Reproduce the items below with every instance of "rough mask" swapped for "coarse mask", leaving all other text unchanged.

(Beginning of Data)

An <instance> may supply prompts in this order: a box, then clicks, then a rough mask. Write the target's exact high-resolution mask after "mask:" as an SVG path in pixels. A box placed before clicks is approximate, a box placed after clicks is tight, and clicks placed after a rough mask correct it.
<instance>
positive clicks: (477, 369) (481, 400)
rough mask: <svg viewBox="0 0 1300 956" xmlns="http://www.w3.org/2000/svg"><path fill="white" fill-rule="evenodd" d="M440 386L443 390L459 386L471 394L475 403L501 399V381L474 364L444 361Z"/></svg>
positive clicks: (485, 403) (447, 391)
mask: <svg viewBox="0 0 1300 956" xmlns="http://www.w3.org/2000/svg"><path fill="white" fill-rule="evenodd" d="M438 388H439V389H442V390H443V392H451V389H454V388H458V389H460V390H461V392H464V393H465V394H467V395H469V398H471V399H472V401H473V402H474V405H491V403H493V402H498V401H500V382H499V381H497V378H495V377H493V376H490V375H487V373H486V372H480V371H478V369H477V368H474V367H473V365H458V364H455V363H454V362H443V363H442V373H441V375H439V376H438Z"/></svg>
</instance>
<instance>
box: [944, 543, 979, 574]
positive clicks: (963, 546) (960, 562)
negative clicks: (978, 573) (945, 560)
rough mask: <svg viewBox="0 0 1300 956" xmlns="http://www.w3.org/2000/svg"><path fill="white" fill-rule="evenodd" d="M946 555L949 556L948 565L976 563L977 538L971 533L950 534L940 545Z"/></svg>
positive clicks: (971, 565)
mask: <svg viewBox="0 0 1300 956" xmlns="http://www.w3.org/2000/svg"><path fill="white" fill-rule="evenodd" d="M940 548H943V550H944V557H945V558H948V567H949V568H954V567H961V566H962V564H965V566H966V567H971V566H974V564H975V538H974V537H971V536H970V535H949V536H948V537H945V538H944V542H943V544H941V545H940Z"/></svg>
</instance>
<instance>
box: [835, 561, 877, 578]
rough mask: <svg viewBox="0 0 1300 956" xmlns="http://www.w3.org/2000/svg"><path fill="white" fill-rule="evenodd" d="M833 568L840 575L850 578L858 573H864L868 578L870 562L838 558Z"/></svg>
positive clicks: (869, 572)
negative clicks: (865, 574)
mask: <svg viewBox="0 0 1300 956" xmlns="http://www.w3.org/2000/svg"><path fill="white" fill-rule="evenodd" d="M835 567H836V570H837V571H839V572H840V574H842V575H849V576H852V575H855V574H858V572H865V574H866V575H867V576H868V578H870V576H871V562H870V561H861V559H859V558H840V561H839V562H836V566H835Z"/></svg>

(End of Data)

## Solution to the exercise
An <instance> may supply prompts in this order: a box, then clicks, then a coarse mask. Write the target's exact high-resolution mask after "mask:" as an SVG path in pixels. A box placed before clicks is approximate, a box placed after clicks is tight, and clicks placed after a coarse mask correct it.
<instance>
positive clicks: (477, 369) (481, 400)
coarse mask: <svg viewBox="0 0 1300 956" xmlns="http://www.w3.org/2000/svg"><path fill="white" fill-rule="evenodd" d="M440 386L443 390L459 386L471 394L475 403L501 399V381L474 364L444 361Z"/></svg>
positive clicks: (485, 403) (447, 391)
mask: <svg viewBox="0 0 1300 956" xmlns="http://www.w3.org/2000/svg"><path fill="white" fill-rule="evenodd" d="M438 388H439V389H442V390H443V392H451V389H454V388H458V389H460V390H461V392H464V393H465V394H467V395H469V398H471V399H472V401H473V402H474V405H491V403H493V402H498V401H500V382H499V381H497V378H495V377H493V376H490V375H487V373H486V372H480V371H478V369H477V368H474V367H473V365H458V364H455V363H454V362H443V363H442V373H441V375H439V376H438Z"/></svg>
</instance>
<instance>
box: [944, 543, 979, 574]
positive clicks: (963, 546) (960, 562)
negative clicks: (978, 573) (945, 560)
coarse mask: <svg viewBox="0 0 1300 956" xmlns="http://www.w3.org/2000/svg"><path fill="white" fill-rule="evenodd" d="M946 555L949 556L948 565L976 563L977 538L971 533L950 534L940 545Z"/></svg>
positive clicks: (971, 565)
mask: <svg viewBox="0 0 1300 956" xmlns="http://www.w3.org/2000/svg"><path fill="white" fill-rule="evenodd" d="M940 548H943V550H944V557H945V558H948V567H949V568H954V567H961V566H962V564H965V566H966V567H971V566H974V564H975V538H974V537H971V536H970V535H949V536H948V537H945V538H944V542H943V544H941V545H940Z"/></svg>
</instance>
<instance>
box: [835, 561, 877, 578]
coarse mask: <svg viewBox="0 0 1300 956" xmlns="http://www.w3.org/2000/svg"><path fill="white" fill-rule="evenodd" d="M833 568L840 575L850 578L858 573H864L868 578L870 562L838 558Z"/></svg>
positive clicks: (869, 572)
negative clicks: (865, 574)
mask: <svg viewBox="0 0 1300 956" xmlns="http://www.w3.org/2000/svg"><path fill="white" fill-rule="evenodd" d="M835 567H836V570H837V571H839V572H840V574H842V575H849V576H852V575H855V574H858V572H865V574H866V575H867V576H868V578H870V576H871V562H870V561H861V559H859V558H840V561H839V562H836V566H835Z"/></svg>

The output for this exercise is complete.